Data to use Start Marker

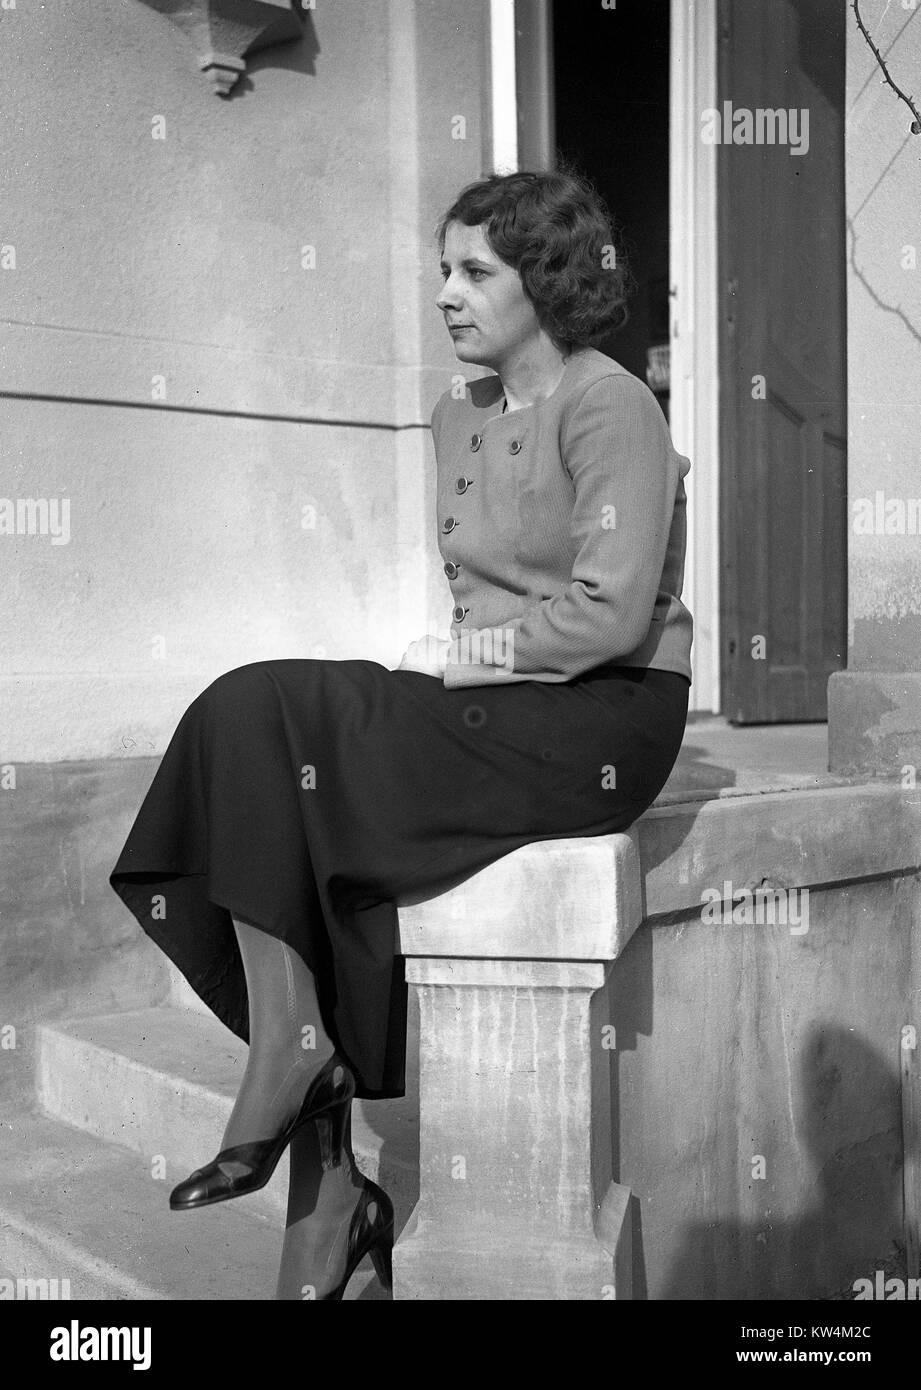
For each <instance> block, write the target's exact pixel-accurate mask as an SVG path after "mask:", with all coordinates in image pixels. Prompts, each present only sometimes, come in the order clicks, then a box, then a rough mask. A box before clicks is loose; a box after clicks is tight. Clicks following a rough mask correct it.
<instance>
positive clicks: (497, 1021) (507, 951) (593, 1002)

Data to use End Marker
Data to use Start Marker

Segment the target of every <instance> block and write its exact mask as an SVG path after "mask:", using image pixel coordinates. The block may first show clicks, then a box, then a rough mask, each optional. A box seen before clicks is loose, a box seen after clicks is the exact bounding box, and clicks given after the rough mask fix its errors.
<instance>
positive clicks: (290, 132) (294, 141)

Data to use End Marker

Problem statement -
Update the lines from the one containing "For each <instance>" through the one containing "positive clicks: (497, 1021)" by changing "SVG path" to "polygon list". Keep everything else the same, and return only those lines.

Answer to this task -
For each <instance> block, write the target's exact pixel-accurate mask as an polygon list after "mask:", with all coordinates in image pixels. Prompts, each present only sometimes, come in the order clicks, then a box, then a rough mask. A box before clicks is loose; a box after clicks is tight. Clicks following a rough mask correct it.
<instance>
positive clicks: (497, 1021) (507, 951) (593, 1002)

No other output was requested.